On December 17, by freeing the five Cubans imprisoned for more than 16 years in the United States, President Barack Obama put an end to an excessively prolonged injustice and, at the same time, gave a change of direction to history.

By recognizing the failure of the anti-Cuban policy, restoring diplomatic relations, abolishing all restrictions within his reach, proposing the complete lifting of the blockade and the beginning of a new era in relations with Cuba –all in one speech– he broke all predictions and surprised everyone, including the brainiest analysts.
The hostile policy established by President Dwight Eisenhower(1953-1961), before the current President was born, was the rule applied–only with secondary sharing s– by Republican and Democratic administrations alike. It was eventually codified in the Helms-Burton Act, signed by Bill Clinton in 1996.

In the early years they practiced it quite successfully. In 1959, at the triumph of the Cuban Revolution, the US was at the zenith of its power and exercised unchallenged hegemony over much of the world and especially the Western Hemisphere. This allowed it to secure the exclusion of Cuba from the Organization of American States (OAS) and granting the almost total isolation of the island. Cuba could count only with the help of the Soviet Union and its partners in the Council for Mutual Economic Assistance (CMEA), formed by the Warsaw Pact countries.

The collapse of “real socialism” created in many the illusion that this would bring the end of the Cuban revolution.

They anticipated the advent of a long period of “uni-polar” dominance. Drunk with victory, they failed to assess correctly the depth of what was happening: the end of the Cold War opened up new spaces for social struggle, and presented capitalism with increasingly difficult challenges.
The fall of the Berlin Wall prevented them from seeing that, at the same time, in February 1989, Venezuela was shaken by a social uprising called “el Caracazo“, a sign  indicating the start of new era in Latin America.

Cuba managed to survive the demise of its former allies and its resistance was instrumental in the profound transformation of the continent. Years ago it became obvious that the policy designed to isolate Cuba was a failure. Such a policy ended up isolating the United States as its current Secretary of State, John Kerry, has recognized.

A new relationship with Cuba was indispensable for Washington. It needed to rebuild its ties with a continent that is no longer in its backyard. Achieving this is crucial now because, despite its power, the US cannot exercise the comfortable leadership it had had in times gone by.

There is still much to achieve with this new relationship. First of all, it is necessary to completely eliminate the economic, commercial and financial blockade as demanded with renewed vigor by important sectors of US business.

But normalizing relations would especially imply learning to live with the differences, and abandoning old dreams of domination. It would mean respecting the sovereign equality of states, a fundamental principle of the United Nations Charter, which, as history shows, is not liked by the powerful.

Regarding the release of the five Cuban prisoners, all US presidents without exception, have widely used the powers exclusively granted to them by Article II, Section 2, Paragraph 1 of the Constitution. This has been so for more than two centuries without anything or anyone being able to limit them.

• STATED TASK: According to the article on US-Cuba relations, why was a new relationship with Cuba indispensable for Washington? Answer in one to three sentences. The data is not needed.

• EXTRACTED ENTRIES:
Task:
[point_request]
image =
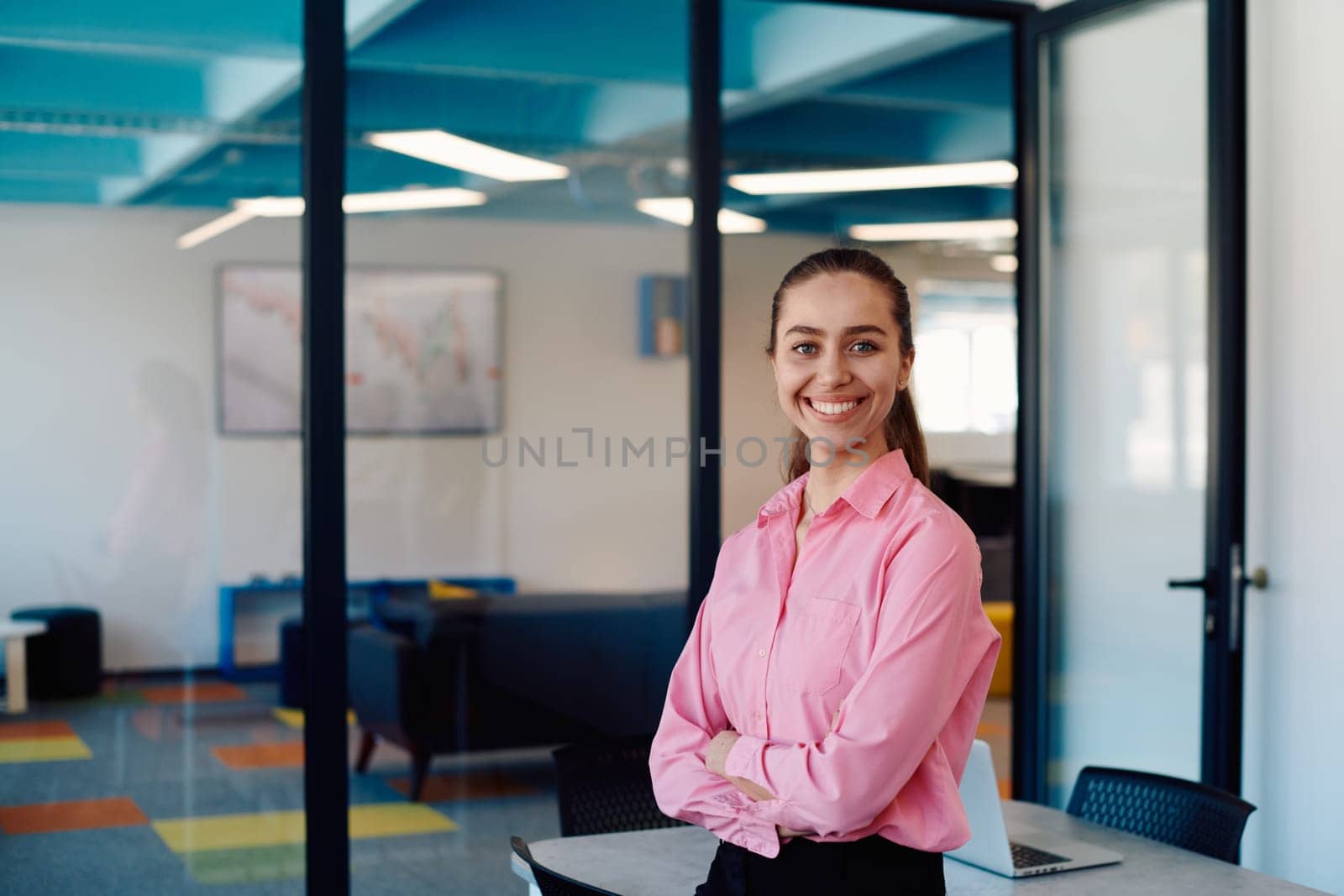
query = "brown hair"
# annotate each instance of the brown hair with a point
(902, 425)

---

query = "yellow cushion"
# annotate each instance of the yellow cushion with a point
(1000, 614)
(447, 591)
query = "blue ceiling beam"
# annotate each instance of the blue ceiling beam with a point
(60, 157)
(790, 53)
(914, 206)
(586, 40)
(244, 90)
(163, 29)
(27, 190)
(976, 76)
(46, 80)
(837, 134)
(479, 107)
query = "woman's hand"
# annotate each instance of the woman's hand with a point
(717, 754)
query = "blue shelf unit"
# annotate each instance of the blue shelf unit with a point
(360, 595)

...

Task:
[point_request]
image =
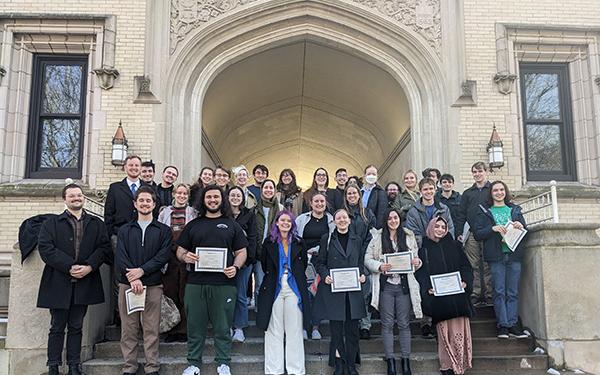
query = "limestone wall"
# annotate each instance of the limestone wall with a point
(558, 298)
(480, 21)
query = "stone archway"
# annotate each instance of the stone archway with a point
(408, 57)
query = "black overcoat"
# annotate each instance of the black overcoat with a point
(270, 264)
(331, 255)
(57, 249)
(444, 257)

• WRITTEN SOLUTION: Washington needed to rebuild its ties with a continent that is no longer in its backyard. This had become crucial because, despite its power, the US can no longer exercise the comfortable leadership it once had.